**THE PROBLEM:**
Reproduce everything from the line containing "Where can the door" down to the line containing "point(298, 458)", replacing "coat" with "jacket" and leaving all else unchanged.

**RECORDS FOR THIS TASK:**
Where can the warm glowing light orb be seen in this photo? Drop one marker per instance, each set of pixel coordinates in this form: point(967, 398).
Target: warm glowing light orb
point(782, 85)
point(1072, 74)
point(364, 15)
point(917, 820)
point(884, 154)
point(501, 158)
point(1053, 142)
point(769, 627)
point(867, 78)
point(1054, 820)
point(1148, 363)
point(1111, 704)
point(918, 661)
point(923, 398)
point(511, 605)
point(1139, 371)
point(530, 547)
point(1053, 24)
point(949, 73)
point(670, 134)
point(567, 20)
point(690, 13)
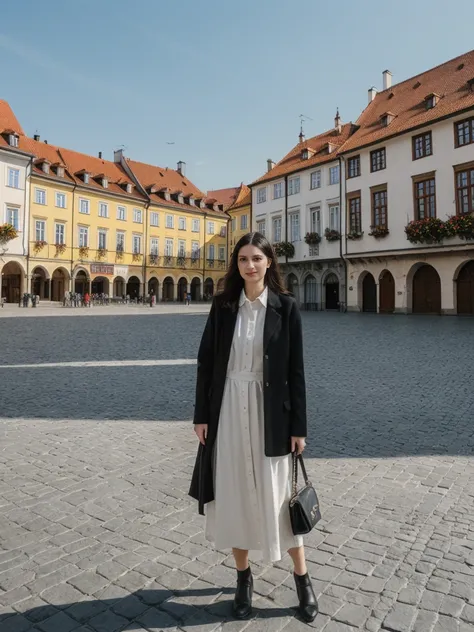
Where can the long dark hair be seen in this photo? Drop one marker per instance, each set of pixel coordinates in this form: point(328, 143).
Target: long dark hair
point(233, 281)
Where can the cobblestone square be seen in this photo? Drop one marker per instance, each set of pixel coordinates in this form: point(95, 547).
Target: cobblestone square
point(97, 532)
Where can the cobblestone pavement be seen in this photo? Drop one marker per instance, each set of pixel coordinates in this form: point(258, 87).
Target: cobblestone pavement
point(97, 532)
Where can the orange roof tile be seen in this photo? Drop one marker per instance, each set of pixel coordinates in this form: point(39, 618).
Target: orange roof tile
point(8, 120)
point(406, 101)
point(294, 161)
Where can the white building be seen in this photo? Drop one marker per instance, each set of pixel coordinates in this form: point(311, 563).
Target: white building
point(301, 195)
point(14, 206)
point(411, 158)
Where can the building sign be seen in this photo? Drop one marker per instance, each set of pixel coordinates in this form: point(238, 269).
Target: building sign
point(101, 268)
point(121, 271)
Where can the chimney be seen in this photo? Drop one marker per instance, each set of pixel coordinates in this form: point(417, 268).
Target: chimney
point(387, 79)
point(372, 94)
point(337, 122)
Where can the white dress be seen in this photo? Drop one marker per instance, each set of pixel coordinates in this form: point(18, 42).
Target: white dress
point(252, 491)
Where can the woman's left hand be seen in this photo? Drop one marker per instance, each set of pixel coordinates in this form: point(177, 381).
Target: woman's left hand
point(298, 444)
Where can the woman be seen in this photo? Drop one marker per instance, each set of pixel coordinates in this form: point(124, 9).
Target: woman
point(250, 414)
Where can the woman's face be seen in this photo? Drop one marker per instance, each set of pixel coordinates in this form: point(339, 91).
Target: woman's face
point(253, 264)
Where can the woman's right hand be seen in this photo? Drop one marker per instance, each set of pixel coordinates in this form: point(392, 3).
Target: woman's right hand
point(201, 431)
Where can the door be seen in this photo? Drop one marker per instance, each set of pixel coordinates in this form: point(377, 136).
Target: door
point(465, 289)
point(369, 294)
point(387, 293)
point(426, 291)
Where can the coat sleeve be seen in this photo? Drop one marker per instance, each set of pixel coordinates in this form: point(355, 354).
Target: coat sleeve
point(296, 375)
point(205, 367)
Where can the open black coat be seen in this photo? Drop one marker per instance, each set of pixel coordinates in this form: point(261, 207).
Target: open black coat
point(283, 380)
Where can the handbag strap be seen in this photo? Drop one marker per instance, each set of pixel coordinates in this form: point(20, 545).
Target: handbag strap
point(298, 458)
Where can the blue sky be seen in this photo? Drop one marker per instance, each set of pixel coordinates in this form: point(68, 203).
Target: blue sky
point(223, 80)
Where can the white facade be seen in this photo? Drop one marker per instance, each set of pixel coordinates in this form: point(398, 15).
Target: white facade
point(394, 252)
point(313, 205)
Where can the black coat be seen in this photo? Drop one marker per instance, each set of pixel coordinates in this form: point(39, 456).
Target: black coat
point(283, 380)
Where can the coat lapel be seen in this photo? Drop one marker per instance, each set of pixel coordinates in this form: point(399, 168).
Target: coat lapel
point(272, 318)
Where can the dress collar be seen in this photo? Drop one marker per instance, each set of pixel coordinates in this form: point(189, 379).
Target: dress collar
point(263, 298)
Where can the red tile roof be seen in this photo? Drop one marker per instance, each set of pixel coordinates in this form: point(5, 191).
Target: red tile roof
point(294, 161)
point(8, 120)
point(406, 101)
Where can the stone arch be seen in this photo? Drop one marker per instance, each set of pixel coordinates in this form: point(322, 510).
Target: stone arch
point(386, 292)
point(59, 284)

**EXPECTED ANSWER:**
Where can the door be seen in this photo? Drop one marker per instance, each set of pixel coordinates in this form: point(377, 136).
Target: door
point(465, 289)
point(369, 294)
point(387, 293)
point(426, 291)
Where can the jacket sleeve be seen in this photo? Drop one marker per instance, each set of pixel coordinates in this form: point(355, 354).
Target: jacket sleeve
point(296, 375)
point(205, 367)
Where can the open black jacket be seen in this photo? Drop one marker per instance, each set of pixel coordinates in this form: point(261, 207).
Target: open black jacket
point(283, 380)
Where can the handbag strap be seen in this photo? Drop one marker per instance, each set of pixel coordinates in this form: point(20, 545).
Target: handbag strap
point(298, 458)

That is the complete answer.